■ 演習課題 ■
A. 掲載本文によると、今年の設計課題は何か。
B. 掲載本文の「『建築設備基本設計製図』は、」で始まる段落を、主要な事実を残して箇条書きにまとめよ。
C. 掲載本文のうち「照明器具の台数計算、照明等の配置図」から「する要点の記述が出題された。」までを、両端を含めて引用せよ。

今年の設計課題は、「市街地に建つホテル」である。
設計対象となる建築物は、消防法施行令別表第1(5)項イに該当するホテルであった。
階の構成としては、地階が設備室や倉庫、1階が共用部のほか会議室、管理諸室、2階が会議室、レストラン、3階~9階が客室、10階が客室と浴室であった。

次表に、今年の『建築設備基本計画』と『建築設備基本設計製図』の出題内容を記す。

分野別の出題傾向と特徴

建築設備基本計画(記述、必須)
第1問 厨房の排気フードにおける排気ファンの有効換気量計算と排気フードの計画の要点
第2問 エントランスホールに設ける空調設備による快適な温熱環境を提供するための方法
第3問 客室に設けるファンコイルユニットの計画の要点
第4問 屋内排水通気設備における排水管の計画の要点
第5問 浴室の浴槽に設ける循環ろ過設備の処理フローとろ過器の計画の要点
第6問 スプリンクラー設備のスプリンクラーヘッドの計画の要点
第7問 事務室に設ける照明器具の配置に係る計画の要点
第8問 非常用の照明装置における照明器具の計画の要点
第9問 太陽光発電設備における太陽電池アレイの設置に係る計画の要点
第10問 コージェネレーションシステムにおける運転方式、排熱温水の有効利用の方法
第11問 地階設備諸室における空調、給排水、電気設備室の配置に係る計画の要点
      
建築設備基本設計製図(製図、選択)
空調 衛生 電気
第1問 外調機の能力表、FCUの台数、  
必要換気量計算、
送風機の機外静圧計算
機器表の計算    機器表、テレビ端子の出力電圧、
配線用遮断器の定格電流とケーブルの断面積
第2問 配管系統図 配管系統図 単線結線図
第3問
(共通問題)
ダクト図
第4問
(共通問題)
配管図
第5問
(共通問題)
照明器具の台数計算、照明等の配置図

(1)建築設備基本計画

必須問題である『建築設備基本計画』の記述問題は、11問出題された。
出題形式の特徴としては、昨年に引き続き設問ごとに具体的な対象について、要点を具体的にいくつ記述せよという形式である。
第11問目については、昨年と同じような地階設備室の配置計画に関する要点の記述が出題された。
また、今年の試験でも問題文の冒頭で、計画条件の1頁に記載している事項については、解答として記入しても評価の対象外となる旨が記されていた。

(2)建築設備基本設計製図

『建築設備基本設計製図』は、「空調・換気設備」、「給排水衛生設備」、「電気設備」の3分野から受験者が選択して解答する選択問題となっている。第1問と第2問がそれぞれの分野に特化した問題となっており、第3問~第5問が選択分野にかかわらず解答する共通問題となっている。

1)空調・換気設備

出題構成としては、第1問が外調機の能力表、FCUの台数、必要換気量、送風機の機外静圧等の計算問題、第2問が配管系統図という内容だった。

■ データ抜粋 ■
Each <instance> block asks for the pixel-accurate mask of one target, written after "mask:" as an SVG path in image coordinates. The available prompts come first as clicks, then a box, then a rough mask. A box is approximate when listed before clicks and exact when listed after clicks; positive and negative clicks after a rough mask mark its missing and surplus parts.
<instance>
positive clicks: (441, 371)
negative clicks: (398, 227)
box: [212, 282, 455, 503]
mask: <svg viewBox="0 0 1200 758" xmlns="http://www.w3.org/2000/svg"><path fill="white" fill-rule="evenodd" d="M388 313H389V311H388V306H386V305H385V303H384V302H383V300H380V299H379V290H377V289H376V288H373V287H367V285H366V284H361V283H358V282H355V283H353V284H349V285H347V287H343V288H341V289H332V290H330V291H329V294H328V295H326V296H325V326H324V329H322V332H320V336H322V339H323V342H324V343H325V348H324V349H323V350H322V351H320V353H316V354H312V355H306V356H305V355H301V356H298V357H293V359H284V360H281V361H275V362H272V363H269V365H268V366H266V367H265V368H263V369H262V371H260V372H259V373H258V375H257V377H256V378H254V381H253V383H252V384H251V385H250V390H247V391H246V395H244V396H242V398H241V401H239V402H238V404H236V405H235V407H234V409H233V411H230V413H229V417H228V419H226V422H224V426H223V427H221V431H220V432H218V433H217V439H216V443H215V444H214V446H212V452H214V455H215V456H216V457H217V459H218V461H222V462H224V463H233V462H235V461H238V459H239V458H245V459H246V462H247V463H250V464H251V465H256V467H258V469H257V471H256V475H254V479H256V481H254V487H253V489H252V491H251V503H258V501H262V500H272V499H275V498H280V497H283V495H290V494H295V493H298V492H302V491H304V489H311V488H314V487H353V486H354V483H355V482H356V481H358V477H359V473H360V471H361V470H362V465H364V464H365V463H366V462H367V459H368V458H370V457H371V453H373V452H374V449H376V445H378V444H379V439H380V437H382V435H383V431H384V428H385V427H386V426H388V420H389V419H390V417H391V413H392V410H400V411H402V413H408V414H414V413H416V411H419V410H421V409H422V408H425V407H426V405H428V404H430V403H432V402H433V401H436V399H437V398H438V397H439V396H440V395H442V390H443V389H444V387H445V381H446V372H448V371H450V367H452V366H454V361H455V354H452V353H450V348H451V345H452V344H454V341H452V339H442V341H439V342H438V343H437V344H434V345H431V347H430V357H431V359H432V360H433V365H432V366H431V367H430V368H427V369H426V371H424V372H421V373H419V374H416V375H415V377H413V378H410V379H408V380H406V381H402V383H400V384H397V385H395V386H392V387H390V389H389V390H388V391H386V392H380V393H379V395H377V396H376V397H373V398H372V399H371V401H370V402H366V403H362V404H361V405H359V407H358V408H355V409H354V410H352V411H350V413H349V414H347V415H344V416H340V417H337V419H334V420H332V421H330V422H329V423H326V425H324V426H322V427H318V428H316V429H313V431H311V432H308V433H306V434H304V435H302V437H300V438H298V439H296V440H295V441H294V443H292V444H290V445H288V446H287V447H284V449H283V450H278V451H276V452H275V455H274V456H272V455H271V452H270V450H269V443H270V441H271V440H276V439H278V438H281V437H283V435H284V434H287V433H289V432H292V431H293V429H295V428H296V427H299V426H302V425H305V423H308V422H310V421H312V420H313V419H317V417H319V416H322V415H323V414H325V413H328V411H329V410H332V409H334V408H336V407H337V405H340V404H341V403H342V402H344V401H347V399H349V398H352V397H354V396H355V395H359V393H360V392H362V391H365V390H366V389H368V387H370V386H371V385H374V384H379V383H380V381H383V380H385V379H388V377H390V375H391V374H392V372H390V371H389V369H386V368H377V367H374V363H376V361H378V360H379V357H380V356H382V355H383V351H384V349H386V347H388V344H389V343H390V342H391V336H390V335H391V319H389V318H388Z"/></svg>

■ 解答一覧 ■
A. 「市街地に建つホテル」である。

B.
- 受験者が「空調・換気設備」「給排水衛生設備」「電気設備」の3分野から選択して解答する選択問題である。
- 第1問と第2問は、それぞれの分野に特化した問題である。
- 第3問~第5問は、選択分野にかかわらず解答する共通問題である。

C.
照明器具の台数計算、照明等の配置図

(1)建築設備基本計画

必須問題である『建築設備基本計画』の記述問題は、11問出題された。
出題形式の特徴としては、昨年に引き続き設問ごとに具体的な対象について、要点を具体的にいくつ記述せよという形式である。
第11問目については、昨年と同じような地階設備室の配置計画に関する要点の記述が出題された。